# [REQUIRED WORK]
Could you format every line of the records below as a JSON list of strings, one string per line, with blank lines left out?

# [SUPPLIED DATA]

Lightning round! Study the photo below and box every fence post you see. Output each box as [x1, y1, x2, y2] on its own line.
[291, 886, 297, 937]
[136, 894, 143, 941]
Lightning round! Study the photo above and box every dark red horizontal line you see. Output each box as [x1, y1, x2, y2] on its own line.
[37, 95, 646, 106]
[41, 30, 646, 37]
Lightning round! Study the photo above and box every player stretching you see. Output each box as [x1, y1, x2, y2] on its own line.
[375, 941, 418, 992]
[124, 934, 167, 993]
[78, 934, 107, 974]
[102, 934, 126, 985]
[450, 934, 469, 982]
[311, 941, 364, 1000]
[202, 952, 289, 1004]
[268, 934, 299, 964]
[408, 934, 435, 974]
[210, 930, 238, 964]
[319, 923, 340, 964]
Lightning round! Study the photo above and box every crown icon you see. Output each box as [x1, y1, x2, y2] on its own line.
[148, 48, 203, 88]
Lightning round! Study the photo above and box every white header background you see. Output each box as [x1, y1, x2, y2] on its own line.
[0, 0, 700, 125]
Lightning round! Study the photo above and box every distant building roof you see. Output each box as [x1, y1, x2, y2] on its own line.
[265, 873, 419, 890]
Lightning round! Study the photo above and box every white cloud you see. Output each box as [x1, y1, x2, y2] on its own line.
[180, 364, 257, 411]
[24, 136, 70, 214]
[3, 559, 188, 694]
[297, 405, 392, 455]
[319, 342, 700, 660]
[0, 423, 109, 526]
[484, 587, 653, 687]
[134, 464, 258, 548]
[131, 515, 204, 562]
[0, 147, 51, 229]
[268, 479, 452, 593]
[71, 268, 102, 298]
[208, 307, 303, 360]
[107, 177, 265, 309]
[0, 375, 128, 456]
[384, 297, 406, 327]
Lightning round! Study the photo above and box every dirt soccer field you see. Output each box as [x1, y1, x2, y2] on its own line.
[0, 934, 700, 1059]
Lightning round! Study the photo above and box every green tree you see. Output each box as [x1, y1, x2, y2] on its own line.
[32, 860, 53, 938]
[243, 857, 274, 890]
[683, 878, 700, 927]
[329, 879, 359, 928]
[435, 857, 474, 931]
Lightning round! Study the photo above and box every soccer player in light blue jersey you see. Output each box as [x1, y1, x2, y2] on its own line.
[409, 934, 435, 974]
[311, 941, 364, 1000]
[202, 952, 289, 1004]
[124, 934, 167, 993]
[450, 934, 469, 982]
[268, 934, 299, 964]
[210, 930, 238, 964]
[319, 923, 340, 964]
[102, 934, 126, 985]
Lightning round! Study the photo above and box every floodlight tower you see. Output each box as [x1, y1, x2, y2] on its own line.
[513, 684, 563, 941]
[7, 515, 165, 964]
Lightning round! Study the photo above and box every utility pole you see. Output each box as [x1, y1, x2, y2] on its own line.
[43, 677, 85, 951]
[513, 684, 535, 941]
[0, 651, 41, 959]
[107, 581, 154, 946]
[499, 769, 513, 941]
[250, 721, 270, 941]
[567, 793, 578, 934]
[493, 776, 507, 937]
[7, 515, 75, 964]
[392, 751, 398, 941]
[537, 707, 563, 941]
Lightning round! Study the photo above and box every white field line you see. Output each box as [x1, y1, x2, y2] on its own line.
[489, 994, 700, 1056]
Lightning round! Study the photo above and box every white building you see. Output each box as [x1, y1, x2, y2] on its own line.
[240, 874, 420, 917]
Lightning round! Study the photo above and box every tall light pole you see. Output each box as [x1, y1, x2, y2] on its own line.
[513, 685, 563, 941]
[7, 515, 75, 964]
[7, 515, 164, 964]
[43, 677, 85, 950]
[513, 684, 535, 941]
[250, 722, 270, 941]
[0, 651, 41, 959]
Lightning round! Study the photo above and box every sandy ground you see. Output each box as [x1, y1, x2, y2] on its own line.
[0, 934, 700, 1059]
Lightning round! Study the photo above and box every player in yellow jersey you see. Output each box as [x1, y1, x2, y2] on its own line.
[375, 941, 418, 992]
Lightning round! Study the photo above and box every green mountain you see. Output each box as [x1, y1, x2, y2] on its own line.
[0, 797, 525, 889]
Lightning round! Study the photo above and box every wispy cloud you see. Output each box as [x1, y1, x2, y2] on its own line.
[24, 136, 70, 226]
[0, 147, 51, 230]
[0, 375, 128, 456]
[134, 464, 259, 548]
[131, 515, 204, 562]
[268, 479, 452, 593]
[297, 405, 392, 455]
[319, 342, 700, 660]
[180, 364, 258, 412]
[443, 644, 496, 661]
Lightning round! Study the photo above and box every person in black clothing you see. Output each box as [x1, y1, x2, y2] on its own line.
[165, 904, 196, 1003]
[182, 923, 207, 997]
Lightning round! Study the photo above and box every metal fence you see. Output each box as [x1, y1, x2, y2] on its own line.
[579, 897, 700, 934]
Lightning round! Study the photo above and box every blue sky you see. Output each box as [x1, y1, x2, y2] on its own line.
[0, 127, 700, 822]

# [REPLY]
[
  "Lightning round! Study the photo below and box every fence post you see. Output each box as [x1, y1, x2, y2] on its own line.",
  "[291, 886, 297, 937]",
  "[136, 894, 143, 941]",
  "Lightning round! Study the photo above and box every dark red horizontal line you see. Output each box as [x1, y1, x2, y2] on its own line.",
  "[37, 95, 646, 106]",
  "[41, 30, 646, 37]",
  "Lightning round! Study the photo above and box every player stretching you see. Output each box as [x1, y1, x2, y2] on its own line.",
  "[375, 941, 418, 992]",
  "[124, 934, 167, 993]",
  "[78, 934, 107, 974]",
  "[102, 934, 126, 985]",
  "[450, 934, 469, 982]",
  "[311, 941, 364, 1000]",
  "[202, 952, 289, 1004]",
  "[268, 934, 299, 964]",
  "[408, 934, 435, 974]",
  "[210, 930, 238, 964]",
  "[319, 923, 340, 964]",
  "Lightning round! Study the photo above and box every crown icon you see. Output each box as [x1, y1, x2, y2] on its own line.",
  "[148, 48, 203, 88]",
  "Lightning round! Study the photo above and box every white header background you see. Output each box as [x1, y1, x2, y2] on its own line.",
  "[0, 0, 700, 125]",
  "Lightning round! Study the photo above and box every distant building roof you see. Output each box as [x1, y1, x2, y2] on its own line.",
  "[265, 873, 419, 890]",
  "Lightning round! Study the photo above and box every white cloud you see. Output each box as [x1, y1, x2, y2] on its own line.",
  "[180, 364, 257, 411]",
  "[24, 136, 70, 214]",
  "[3, 559, 188, 694]",
  "[297, 405, 392, 455]",
  "[319, 342, 700, 660]",
  "[0, 423, 109, 526]",
  "[484, 587, 653, 687]",
  "[134, 464, 258, 548]",
  "[131, 515, 204, 562]",
  "[0, 147, 51, 229]",
  "[268, 479, 452, 593]",
  "[71, 268, 102, 298]",
  "[208, 307, 303, 360]",
  "[107, 177, 265, 309]",
  "[0, 375, 128, 456]",
  "[384, 297, 406, 327]",
  "Lightning round! Study the photo above and box every dirt soccer field you see. Output each box as [x1, y1, x2, y2] on its own line.",
  "[0, 934, 700, 1059]",
  "Lightning round! Study the photo above and box every green tree you see. Output each box as [x1, y1, x2, y2] on its own line.",
  "[32, 860, 53, 938]",
  "[243, 857, 274, 890]",
  "[683, 878, 700, 927]",
  "[329, 879, 359, 928]",
  "[435, 857, 474, 931]",
  "Lightning round! Study the photo above and box every soccer player in light blue jersey you see. Output each box as [x1, y1, x2, y2] on its own line.",
  "[409, 934, 435, 974]",
  "[311, 941, 364, 1000]",
  "[202, 952, 289, 1004]",
  "[124, 934, 167, 993]",
  "[450, 934, 469, 982]",
  "[268, 934, 299, 964]",
  "[210, 930, 238, 964]",
  "[319, 923, 340, 964]",
  "[102, 934, 126, 985]",
  "Lightning round! Study the photo above and box every floodlight tower you see. Output each box as [x1, y1, x2, y2] on its own line.",
  "[513, 684, 563, 941]",
  "[7, 515, 165, 964]",
  "Lightning round! Study the photo above and box every utility pole you see. Output each box as [x1, y1, x2, y2] on its own line.",
  "[43, 677, 85, 951]",
  "[513, 684, 535, 941]",
  "[0, 651, 41, 959]",
  "[107, 581, 154, 946]",
  "[499, 769, 513, 941]",
  "[250, 721, 270, 941]",
  "[567, 793, 578, 934]",
  "[493, 776, 507, 937]",
  "[7, 515, 75, 964]",
  "[392, 751, 398, 941]",
  "[537, 707, 563, 941]",
  "Lightning round! Study the photo above and box every white field line you see. Output each box as [x1, y1, x2, y2] on its own line.",
  "[489, 994, 700, 1056]",
  "Lightning round! Study the photo above and box every white building you see. Output each box as [x1, y1, x2, y2] on its own line.",
  "[240, 874, 420, 917]",
  "Lightning round! Study the photo above and box every tall light pole you see. Output each box as [x1, y1, x2, y2] on its own line.",
  "[513, 685, 563, 941]",
  "[7, 515, 75, 964]",
  "[7, 515, 164, 964]",
  "[43, 677, 85, 950]",
  "[513, 684, 535, 941]",
  "[250, 722, 270, 941]",
  "[0, 651, 41, 959]",
  "Lightning round! Study the photo above and box every sandy ground you see. Output each box as [x1, y1, x2, y2] on its own line.",
  "[0, 934, 700, 1059]",
  "Lightning round! Study the photo above and box every player in yellow jersey you see. Output each box as [x1, y1, x2, y2] on its own line.",
  "[375, 941, 418, 992]",
  "Lightning round! Study the photo above and box every green mountain you see. Output each box as [x1, y1, x2, y2] on its own line.",
  "[0, 797, 525, 889]",
  "Lightning round! Study the photo above and box every wispy cloud you see. Output each box as [x1, y1, x2, y2] on its own line.",
  "[24, 136, 70, 226]",
  "[0, 147, 51, 230]",
  "[0, 375, 128, 456]",
  "[134, 464, 259, 548]",
  "[131, 515, 204, 562]",
  "[268, 479, 452, 593]",
  "[297, 405, 392, 455]",
  "[319, 342, 700, 660]",
  "[180, 364, 258, 412]",
  "[443, 644, 496, 661]",
  "Lightning round! Study the photo above and box every person in black clothing you see. Output each box as [x1, y1, x2, y2] on its own line.",
  "[165, 904, 196, 1003]",
  "[182, 923, 207, 997]",
  "Lightning round! Study the photo above and box every metal fence you see. Output each box as [x1, y1, x2, y2] on its own line.",
  "[579, 897, 700, 934]",
  "Lightning round! Study the photo above and box every blue sky you see. Output each box as [x1, y1, x2, y2] on its own line.",
  "[0, 127, 700, 822]"
]